THE PROBLEM
Copy out each of the following entries word for word, with every line left unchanged.

DATASET EXCERPTS
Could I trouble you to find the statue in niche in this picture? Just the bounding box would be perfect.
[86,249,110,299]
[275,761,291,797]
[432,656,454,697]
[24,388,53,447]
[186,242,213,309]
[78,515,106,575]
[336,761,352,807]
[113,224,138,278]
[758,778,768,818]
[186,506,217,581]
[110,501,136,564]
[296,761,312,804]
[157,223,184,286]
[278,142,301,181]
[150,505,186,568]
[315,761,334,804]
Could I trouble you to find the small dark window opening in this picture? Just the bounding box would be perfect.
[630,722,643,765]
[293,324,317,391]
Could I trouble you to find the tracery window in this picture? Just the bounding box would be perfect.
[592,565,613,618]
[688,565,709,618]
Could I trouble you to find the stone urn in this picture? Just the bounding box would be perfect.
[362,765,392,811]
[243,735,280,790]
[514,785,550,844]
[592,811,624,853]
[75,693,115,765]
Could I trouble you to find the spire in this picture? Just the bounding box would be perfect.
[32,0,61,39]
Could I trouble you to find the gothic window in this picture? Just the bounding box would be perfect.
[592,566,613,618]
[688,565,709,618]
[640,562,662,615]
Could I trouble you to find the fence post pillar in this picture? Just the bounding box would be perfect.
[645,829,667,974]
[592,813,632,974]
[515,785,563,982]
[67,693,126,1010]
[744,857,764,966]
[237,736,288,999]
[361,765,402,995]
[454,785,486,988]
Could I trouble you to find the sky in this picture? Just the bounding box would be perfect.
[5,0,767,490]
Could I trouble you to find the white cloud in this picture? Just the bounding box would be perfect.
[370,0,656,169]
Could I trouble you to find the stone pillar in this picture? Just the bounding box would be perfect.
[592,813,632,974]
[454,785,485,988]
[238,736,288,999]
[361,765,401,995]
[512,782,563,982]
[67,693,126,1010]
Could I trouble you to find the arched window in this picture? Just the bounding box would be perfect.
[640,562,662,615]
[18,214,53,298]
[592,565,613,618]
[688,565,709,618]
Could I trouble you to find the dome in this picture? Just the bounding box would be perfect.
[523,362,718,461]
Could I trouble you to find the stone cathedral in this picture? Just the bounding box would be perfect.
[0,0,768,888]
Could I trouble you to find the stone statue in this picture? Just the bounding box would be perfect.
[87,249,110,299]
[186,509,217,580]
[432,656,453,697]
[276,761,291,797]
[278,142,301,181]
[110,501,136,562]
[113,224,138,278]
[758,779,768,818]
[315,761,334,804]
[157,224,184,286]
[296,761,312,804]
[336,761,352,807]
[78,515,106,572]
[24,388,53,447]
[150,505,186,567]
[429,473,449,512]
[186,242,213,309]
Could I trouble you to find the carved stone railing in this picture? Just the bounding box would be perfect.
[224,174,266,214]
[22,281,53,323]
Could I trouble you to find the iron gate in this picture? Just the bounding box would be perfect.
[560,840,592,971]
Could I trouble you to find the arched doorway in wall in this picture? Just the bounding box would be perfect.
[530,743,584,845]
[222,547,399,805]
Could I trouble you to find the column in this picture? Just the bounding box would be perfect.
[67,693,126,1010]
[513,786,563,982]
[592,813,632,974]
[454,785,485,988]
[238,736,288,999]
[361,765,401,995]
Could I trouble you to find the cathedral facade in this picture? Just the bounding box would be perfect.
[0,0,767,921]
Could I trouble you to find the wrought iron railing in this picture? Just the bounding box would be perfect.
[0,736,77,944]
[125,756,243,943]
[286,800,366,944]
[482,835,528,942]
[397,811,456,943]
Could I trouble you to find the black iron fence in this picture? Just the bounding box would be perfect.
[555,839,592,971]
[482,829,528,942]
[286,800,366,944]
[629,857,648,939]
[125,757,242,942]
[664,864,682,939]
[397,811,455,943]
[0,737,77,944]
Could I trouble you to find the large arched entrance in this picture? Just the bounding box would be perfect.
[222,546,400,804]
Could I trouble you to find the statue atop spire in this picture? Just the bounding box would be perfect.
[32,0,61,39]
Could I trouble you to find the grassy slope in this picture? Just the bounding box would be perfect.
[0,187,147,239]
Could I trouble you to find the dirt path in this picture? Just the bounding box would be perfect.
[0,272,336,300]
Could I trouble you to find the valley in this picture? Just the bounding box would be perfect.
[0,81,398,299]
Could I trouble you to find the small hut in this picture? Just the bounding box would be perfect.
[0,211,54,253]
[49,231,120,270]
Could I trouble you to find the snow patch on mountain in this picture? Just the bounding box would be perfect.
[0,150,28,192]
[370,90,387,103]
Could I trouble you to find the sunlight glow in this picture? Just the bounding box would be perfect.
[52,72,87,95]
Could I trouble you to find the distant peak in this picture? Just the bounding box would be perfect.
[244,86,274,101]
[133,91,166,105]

EXERCISE RESULT
Could I trouble you to find the statue in niche in this picture? Just the bounding box would be perfect.
[86,249,110,299]
[275,761,291,797]
[432,656,454,697]
[24,388,53,447]
[186,242,213,309]
[78,515,106,575]
[336,761,352,807]
[113,224,138,278]
[758,778,768,818]
[186,506,217,581]
[110,501,136,564]
[296,761,312,804]
[157,223,184,286]
[278,142,301,181]
[150,505,186,568]
[315,761,334,804]
Could I trouble you to find the small dark window opening in this picture? Just the bounding box would be perfect.
[630,722,643,765]
[293,324,317,391]
Could I trouble you to find the tracery window in this picture? Just the bounding box would be perfect.
[592,565,613,618]
[688,565,709,618]
Could I trouble you to find the stone urn in this picture? Just the bounding box would be perfect.
[362,765,392,811]
[243,735,280,790]
[514,785,550,844]
[592,811,624,853]
[75,693,115,765]
Could I trouble you to find the spire in this picture? Just the bounding box would be perfect.
[32,0,61,39]
Could I trouble you to find the gothic window in this picture? Just the bounding box would be perfect.
[592,566,613,618]
[688,565,709,618]
[640,562,662,615]
Could I trouble you to find the fence post pillar in this picture? Just the bounding box would be perfect.
[645,829,667,974]
[592,813,632,974]
[515,785,563,982]
[67,693,126,1010]
[744,857,764,966]
[237,736,288,999]
[361,765,402,995]
[454,785,486,988]
Could I trouble you to find the sky in this picture? Just the bounding box would be perfect.
[5,0,767,490]
Could I trouble you to find the white cloud in this picture? Just the bounding box would be perfect.
[370,0,656,169]
Could I trouble you to find the stone pillar in this picture? Just the bounding box would be perfect.
[592,813,632,974]
[454,785,485,988]
[238,736,288,999]
[361,765,401,995]
[512,782,563,982]
[67,693,126,1010]
Could I trouble you to find the arched window in this picture? Just the bounding box would be perfect.
[640,562,662,615]
[18,214,53,298]
[592,565,613,618]
[688,565,709,618]
Could I trouble you to find the dome in this picture? Just the bounding box would be perfect.
[523,362,718,461]
Could I trouble you to find the stone cathedral in this picture? Just the bounding box would be perfect.
[0,0,768,888]
Could I trouble you to find the stone statue in this picture? Just the bounding box would be perfect.
[87,249,110,299]
[186,509,217,580]
[432,656,453,697]
[276,761,291,797]
[278,142,301,181]
[110,501,136,562]
[113,224,138,278]
[758,779,768,818]
[315,761,334,804]
[157,224,184,286]
[296,761,312,804]
[336,761,352,807]
[78,515,106,572]
[24,388,53,447]
[150,505,186,567]
[429,473,449,512]
[186,242,213,309]
Could I trouble you to find the carved stone railing in this picture? Just the bounding box would be perfect.
[224,174,266,214]
[22,281,53,323]
Could I trouble you to find the iron gate in this picture? Just the bounding box would be perfect.
[560,840,592,971]
Could I trouble you to find the arched doorway in wall in this picture? Just the bounding box would be perfect.
[530,743,584,845]
[222,547,399,805]
Could I trouble you to find the column in this picture? Just the bounding box would be perfect.
[67,693,126,1010]
[513,786,563,982]
[592,813,632,974]
[454,785,485,988]
[238,736,288,999]
[361,765,401,995]
Could I trouble you to find the cathedral facade in this picture? Just the bounding box would be perfect.
[0,0,767,921]
Could I trouble you to find the wrought iron railing in this picture? Just the bounding box would be perfect.
[0,736,77,944]
[125,756,243,943]
[286,800,366,944]
[482,835,528,942]
[397,811,456,943]
Could I trouble you to find the black iron fence in this picture? Just the bounding box would be perfect.
[555,839,592,971]
[482,829,528,942]
[286,800,366,944]
[629,857,648,939]
[125,757,242,942]
[664,864,682,939]
[397,811,455,943]
[0,737,77,944]
Could I trouble you to find the large arched entrance in this picture? Just the bounding box would be perfect.
[222,546,400,804]
Could I trouble you to find the statue atop spire in this picture? Just the bounding box would be perfect.
[32,0,61,39]
Could I trouble you to find the grassy slope in this picture? Just the bounding box would be perfect.
[0,187,147,239]
Could I trouble you to find the dirt path in this picture? Just the bounding box would be perfect.
[0,272,336,300]
Could I trouble you to find the valley in this picture? Just the bounding box would be perfect.
[0,81,398,299]
Could I trouble you to find the small hut in this picture? Just the bounding box would be perfect.
[0,211,54,253]
[49,231,120,270]
Could I trouble you to find the snow patch on mountain in this picture? Just the bounding box would be perfect.
[0,150,28,192]
[370,90,387,103]
Could I trouble you to find the sunlight glow in this picture? Just the bounding box would be perfect.
[52,72,87,95]
Could I trouble you to find the distant peak in this picture? Just the bounding box would be perfect.
[244,86,274,101]
[133,91,166,105]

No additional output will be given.